▸ Work required: Rewrite every line of the rows below as a numbered list, skipping any blank lines. Leave the pictures out of your answer.

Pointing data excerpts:
#####
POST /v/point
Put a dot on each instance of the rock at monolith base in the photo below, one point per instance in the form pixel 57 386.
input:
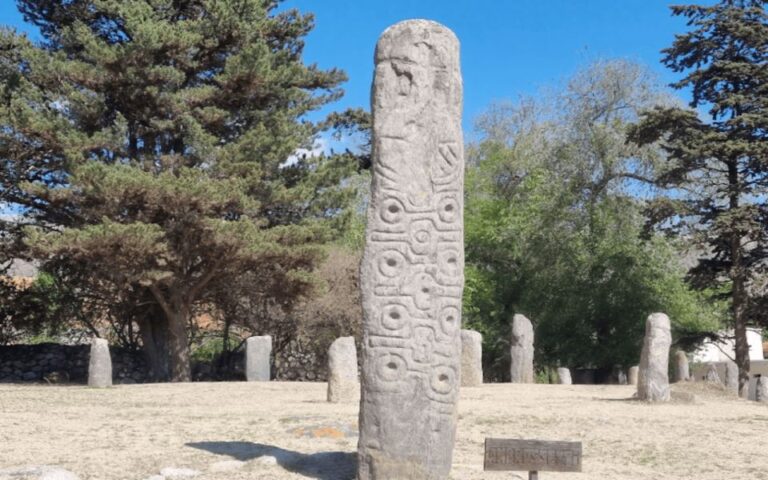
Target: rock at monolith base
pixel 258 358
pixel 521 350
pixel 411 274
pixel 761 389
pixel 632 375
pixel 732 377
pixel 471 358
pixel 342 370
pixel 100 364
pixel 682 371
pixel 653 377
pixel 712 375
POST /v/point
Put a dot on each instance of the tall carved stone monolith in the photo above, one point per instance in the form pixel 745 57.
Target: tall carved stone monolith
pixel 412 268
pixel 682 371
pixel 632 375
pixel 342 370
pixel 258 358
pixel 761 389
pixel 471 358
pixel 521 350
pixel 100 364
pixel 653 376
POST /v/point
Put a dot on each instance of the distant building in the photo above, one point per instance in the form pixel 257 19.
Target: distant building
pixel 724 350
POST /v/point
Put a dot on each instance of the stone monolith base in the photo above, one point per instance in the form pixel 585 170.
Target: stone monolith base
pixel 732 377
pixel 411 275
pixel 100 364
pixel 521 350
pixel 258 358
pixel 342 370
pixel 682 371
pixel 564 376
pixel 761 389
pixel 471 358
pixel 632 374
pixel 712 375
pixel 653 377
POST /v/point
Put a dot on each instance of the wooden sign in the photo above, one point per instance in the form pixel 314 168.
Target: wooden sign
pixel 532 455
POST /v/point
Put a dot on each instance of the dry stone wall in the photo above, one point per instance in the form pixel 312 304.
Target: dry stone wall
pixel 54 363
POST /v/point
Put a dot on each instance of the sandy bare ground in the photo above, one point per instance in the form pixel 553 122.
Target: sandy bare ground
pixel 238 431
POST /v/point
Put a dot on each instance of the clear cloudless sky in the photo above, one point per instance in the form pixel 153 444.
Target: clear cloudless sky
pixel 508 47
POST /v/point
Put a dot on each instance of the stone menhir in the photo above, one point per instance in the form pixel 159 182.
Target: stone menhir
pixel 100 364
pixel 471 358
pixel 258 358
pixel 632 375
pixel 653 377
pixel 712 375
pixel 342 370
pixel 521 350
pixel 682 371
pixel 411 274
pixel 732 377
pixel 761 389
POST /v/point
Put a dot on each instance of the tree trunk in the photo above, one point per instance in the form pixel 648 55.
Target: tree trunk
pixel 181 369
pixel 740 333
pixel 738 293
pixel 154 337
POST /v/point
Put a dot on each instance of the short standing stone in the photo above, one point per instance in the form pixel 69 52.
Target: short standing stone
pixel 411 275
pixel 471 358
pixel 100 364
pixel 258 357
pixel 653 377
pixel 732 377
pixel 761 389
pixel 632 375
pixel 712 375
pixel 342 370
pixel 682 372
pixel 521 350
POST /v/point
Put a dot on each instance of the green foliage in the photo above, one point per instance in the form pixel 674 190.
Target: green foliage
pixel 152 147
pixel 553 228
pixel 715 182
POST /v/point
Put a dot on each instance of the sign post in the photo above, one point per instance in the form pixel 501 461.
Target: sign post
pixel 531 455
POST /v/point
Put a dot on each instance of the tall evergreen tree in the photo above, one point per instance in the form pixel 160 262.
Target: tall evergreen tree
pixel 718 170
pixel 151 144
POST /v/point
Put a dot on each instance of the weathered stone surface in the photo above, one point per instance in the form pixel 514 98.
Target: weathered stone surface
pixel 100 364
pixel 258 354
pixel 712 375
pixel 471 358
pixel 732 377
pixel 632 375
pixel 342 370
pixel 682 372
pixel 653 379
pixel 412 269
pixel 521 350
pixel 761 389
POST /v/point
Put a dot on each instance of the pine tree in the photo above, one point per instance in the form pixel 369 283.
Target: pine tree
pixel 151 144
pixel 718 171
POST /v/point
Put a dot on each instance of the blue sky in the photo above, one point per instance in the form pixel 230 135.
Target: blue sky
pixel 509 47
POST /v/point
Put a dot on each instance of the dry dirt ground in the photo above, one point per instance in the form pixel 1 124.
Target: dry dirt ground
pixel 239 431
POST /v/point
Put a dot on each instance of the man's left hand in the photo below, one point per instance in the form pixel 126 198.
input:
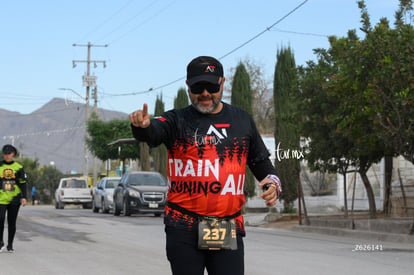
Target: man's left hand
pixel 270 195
#####
▸ Task result:
1. POST /v/point
2. Put a dot on each instance of the rock at monolith base in the photo below, one point per instance in the form pixel 57 386.
3. input:
4. Target: rock at monolith base
5. pixel 258 358
6. pixel 521 350
7. pixel 411 274
8. pixel 761 389
9. pixel 632 375
10. pixel 732 377
11. pixel 471 358
12. pixel 342 370
13. pixel 100 364
14. pixel 682 371
15. pixel 653 377
16. pixel 712 375
17. POST /v/point
18. Put a dot on each instance of the tall carved stone monolith in the photo above, one point per instance in the form pixel 745 57.
19. Target: tall carved stone monolith
20. pixel 412 268
21. pixel 682 371
22. pixel 632 375
23. pixel 342 370
24. pixel 258 358
25. pixel 761 389
26. pixel 471 358
27. pixel 521 350
28. pixel 100 364
29. pixel 653 376
30. POST /v/point
31. Put a dot on each instance of the distant building in the photo above, one point per instance in the form pixel 257 19.
32. Target: distant building
33. pixel 724 350
34. POST /v/point
35. Put a dot on each instance of the stone monolith base in the photo above, one point per instance in the form pixel 585 170.
36. Target: stone monolith base
37. pixel 732 377
38. pixel 411 275
39. pixel 100 364
40. pixel 521 350
41. pixel 258 358
42. pixel 342 370
43. pixel 682 371
44. pixel 564 376
45. pixel 761 389
46. pixel 471 358
47. pixel 632 374
48. pixel 712 375
49. pixel 653 377
50. POST /v/point
51. Put a dot on each instance of the wooden sign in the photo above, one point per instance in the form pixel 314 168.
52. Target: wooden sign
53. pixel 532 455
54. POST /v/point
55. Put a dot on each instance of the dry stone wall in the photo above, one point per instance in the form pixel 312 304.
56. Target: dry stone wall
57. pixel 54 363
58. POST /v/point
59. Put a dot on each instance of the sandy bare ground in the photo above, one point per instance in the form pixel 553 122.
60. Target: sandy bare ground
61. pixel 238 431
62. POST /v/point
63. Put a dot on each instance of the clear cloudless sky in the photo above, one point per instance in the form pixel 153 444.
64. Target: clear cloudless sky
65. pixel 508 47
66. POST /v/point
67. Put a dot on each instance of the stone menhir in the photo above, one point per instance in the form pixel 159 182.
68. Target: stone menhir
69. pixel 100 364
70. pixel 471 358
71. pixel 258 358
72. pixel 632 375
73. pixel 653 377
74. pixel 712 375
75. pixel 342 370
76. pixel 521 350
77. pixel 682 371
78. pixel 411 274
79. pixel 732 377
80. pixel 761 389
81. POST /v/point
82. Put a dot on each instance of the tree trunk in the photo above, one point per instance in the form pixel 648 55.
83. Target: tree trunk
84. pixel 181 369
85. pixel 740 333
86. pixel 738 293
87. pixel 154 337
88. POST /v/point
89. Put a dot on each instance of the short standing stone in the photo above, one point per instance in the form pixel 69 52.
90. Target: short standing stone
91. pixel 411 275
92. pixel 471 358
93. pixel 100 364
94. pixel 258 357
95. pixel 653 377
96. pixel 732 377
97. pixel 761 389
98. pixel 632 375
99. pixel 712 375
100. pixel 342 370
101. pixel 682 372
102. pixel 521 350
103. POST /v/point
104. Put a dot on each instance of the green foliage in the photo above, one point per instance in the form pixel 674 190.
105. Target: green foliage
106. pixel 152 147
107. pixel 553 228
108. pixel 715 182
109. POST /v/point
110. Put a dot on each instance of the sign post in the photo above, one point per instance in the form pixel 501 461.
111. Target: sign post
112. pixel 531 455
113. POST /v/point
114. Put a dot on each instance of the tall evergreen tree in the photo above, one point per instance in the form pixel 160 262.
115. Target: tall evergreen tree
116. pixel 718 170
117. pixel 151 144
118. POST /v/point
119. Put a dot on each instance of the weathered stone surface in the photo above, one point per instance in the form pixel 514 98.
120. Target: weathered stone surface
121. pixel 100 364
122. pixel 258 354
123. pixel 712 375
124. pixel 471 358
125. pixel 732 377
126. pixel 632 375
127. pixel 342 370
128. pixel 682 372
129. pixel 653 379
130. pixel 412 269
131. pixel 521 350
132. pixel 761 389
133. POST /v/point
134. Put a dot on each instance of the pine tree in the photo above, one point per instance in the form pixel 369 283.
135. Target: pine tree
136. pixel 151 144
137. pixel 718 171
138. POST /v/point
139. Put a dot on each instance of the blue sky in the photo above, one point per instance in the form pixel 230 135.
140. Target: blue sky
141. pixel 509 47
142. POST /v/point
143. Put a dot on each instance of the dry dirt ground in the photo above, one point per instance in the form pixel 1 124.
144. Target: dry dirt ground
145. pixel 239 431
146. POST /v/point
147. Put a dot on each instance of the man's left hand in the photo below, one point per instance in the form pixel 126 198.
148. input:
149. Target: man's left hand
150. pixel 270 195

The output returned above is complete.